TASK BRIEF: Render the data below as a JSON list of strings, with one string for each line and blank lines omitted. Leave the pictures out of the list.

=-=-=

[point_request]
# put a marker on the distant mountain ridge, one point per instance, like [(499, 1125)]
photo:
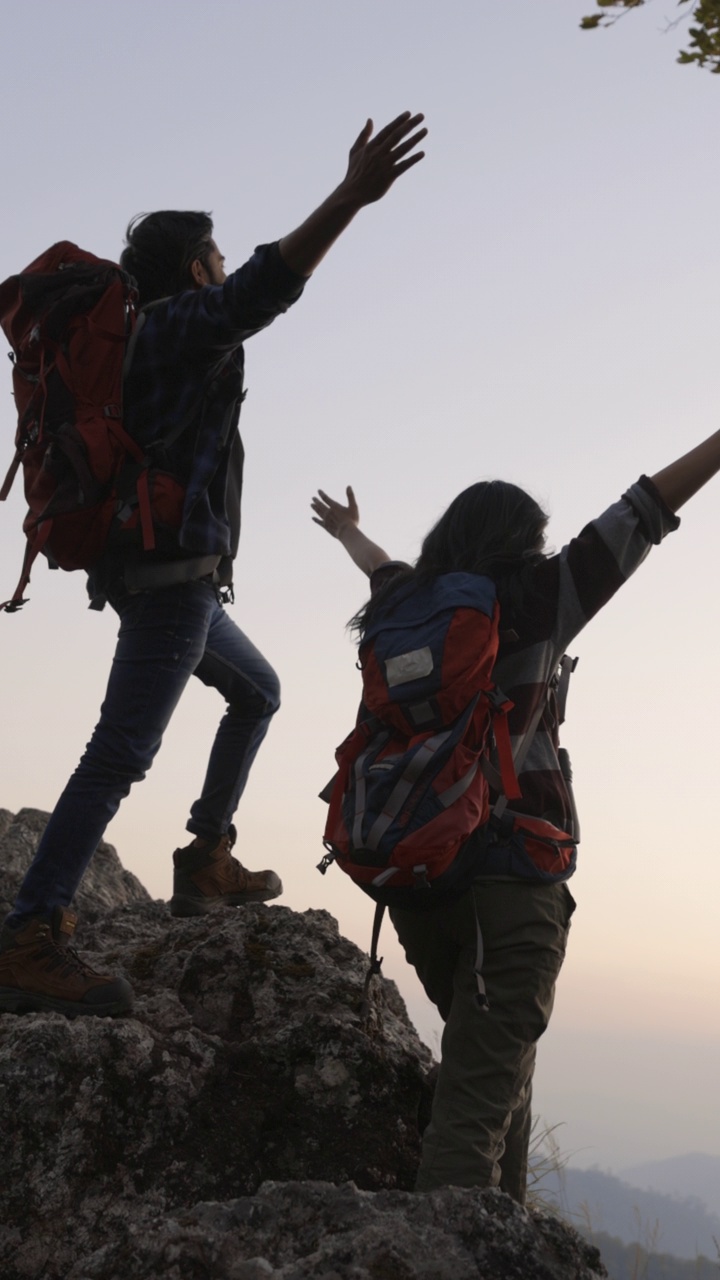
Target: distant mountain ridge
[(696, 1174), (598, 1202)]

=-=-=

WRITTEN ANSWER:
[
  "[point_request]",
  "# put a marker on the distant mountain ridge, one point per instance, like [(499, 1125)]",
  "photo:",
  "Target: distant mountain ridge",
  "[(696, 1174), (598, 1202)]"
]